▸ Problem details: Reproduce the records below verbatim, keeping every line unchanged and in its original order.

==== Extracted data

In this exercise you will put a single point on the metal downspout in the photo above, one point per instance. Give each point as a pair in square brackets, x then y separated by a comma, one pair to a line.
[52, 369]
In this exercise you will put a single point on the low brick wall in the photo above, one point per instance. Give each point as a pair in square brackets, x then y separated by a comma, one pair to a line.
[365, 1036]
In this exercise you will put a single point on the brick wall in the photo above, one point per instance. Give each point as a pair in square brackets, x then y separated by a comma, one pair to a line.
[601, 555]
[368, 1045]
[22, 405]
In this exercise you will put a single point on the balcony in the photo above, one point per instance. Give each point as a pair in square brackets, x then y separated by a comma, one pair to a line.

========

▸ Result of the exercise:
In this exercise you will put a single point on the metal downspout in the photo above, one point per instance. Give each point as a pair in square brackets, x then y separated by a comma, one pair to a line.
[52, 369]
In this exercise you will put a single point on the low brick wall in the photo above, one point per instance. Give each point as a pair in square brackets, x then y separated by a comma, one pair to a line.
[365, 1036]
In this exercise you will put a single point on the brick wall in the photo above, one point per instance. Give each point as a pair in square brackets, x then y separated by a comma, one pair to a line.
[601, 555]
[368, 1045]
[22, 405]
In this exercise you will put a single point on the balcony in the photo above, one point per instance. Give each point as a pair in square brackets, x then y separated by a comma, one pair to a line.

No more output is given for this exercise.